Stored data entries
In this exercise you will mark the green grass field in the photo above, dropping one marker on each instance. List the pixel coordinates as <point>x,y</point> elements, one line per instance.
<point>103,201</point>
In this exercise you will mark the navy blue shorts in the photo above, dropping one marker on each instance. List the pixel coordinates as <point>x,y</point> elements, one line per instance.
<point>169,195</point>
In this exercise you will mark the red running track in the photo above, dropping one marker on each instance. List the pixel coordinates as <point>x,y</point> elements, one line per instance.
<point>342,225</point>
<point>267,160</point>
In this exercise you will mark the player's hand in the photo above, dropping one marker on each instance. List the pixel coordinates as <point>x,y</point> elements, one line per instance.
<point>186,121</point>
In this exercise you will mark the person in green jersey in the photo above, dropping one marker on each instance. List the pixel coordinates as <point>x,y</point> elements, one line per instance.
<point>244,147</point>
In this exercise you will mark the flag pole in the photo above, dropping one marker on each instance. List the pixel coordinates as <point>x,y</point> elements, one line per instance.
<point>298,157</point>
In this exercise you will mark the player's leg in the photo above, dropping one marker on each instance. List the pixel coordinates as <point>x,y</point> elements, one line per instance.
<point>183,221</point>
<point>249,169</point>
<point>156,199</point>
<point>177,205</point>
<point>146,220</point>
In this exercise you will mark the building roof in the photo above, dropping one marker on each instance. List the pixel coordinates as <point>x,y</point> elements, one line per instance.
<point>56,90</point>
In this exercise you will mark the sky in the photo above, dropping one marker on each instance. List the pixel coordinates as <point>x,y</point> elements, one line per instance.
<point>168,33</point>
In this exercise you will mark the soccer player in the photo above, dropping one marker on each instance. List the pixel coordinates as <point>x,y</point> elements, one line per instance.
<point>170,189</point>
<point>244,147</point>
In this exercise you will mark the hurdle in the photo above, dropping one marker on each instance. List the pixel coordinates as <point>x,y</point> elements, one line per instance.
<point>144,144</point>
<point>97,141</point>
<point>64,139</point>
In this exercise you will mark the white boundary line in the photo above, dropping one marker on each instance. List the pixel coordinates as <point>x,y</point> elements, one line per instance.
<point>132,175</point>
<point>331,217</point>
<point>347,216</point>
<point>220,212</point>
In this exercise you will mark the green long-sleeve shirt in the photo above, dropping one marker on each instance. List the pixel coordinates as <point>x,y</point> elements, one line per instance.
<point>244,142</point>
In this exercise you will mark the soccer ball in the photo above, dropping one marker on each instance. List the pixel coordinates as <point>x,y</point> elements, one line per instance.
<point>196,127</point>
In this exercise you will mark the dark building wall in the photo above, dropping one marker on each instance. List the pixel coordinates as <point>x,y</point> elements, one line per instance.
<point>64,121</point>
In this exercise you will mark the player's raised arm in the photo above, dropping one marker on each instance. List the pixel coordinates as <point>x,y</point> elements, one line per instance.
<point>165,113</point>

* HOW TO COMPLETE THIS TASK *
Output an exact copy of the lines from the one holding "In this exercise you will mark the soccer ball" to the last line of the data, inclusive, and nothing beyond that range.

* RESPONSE TO THIS EXERCISE *
In this exercise you will mark the soccer ball in the photo above, dropping one marker on each instance. List the pixel coordinates as <point>x,y</point> elements, one line per instance.
<point>196,127</point>
In this exercise you will mark the dark building wall in the photo above, dropping one marker on each instance. List the pixel coordinates as <point>x,y</point> elements, one line per instance.
<point>64,121</point>
In this exercise you will mark the player's raised arm in the photo above, dropping one marker on each instance. List the pixel coordinates as <point>x,y</point> elements, one line per instance.
<point>165,113</point>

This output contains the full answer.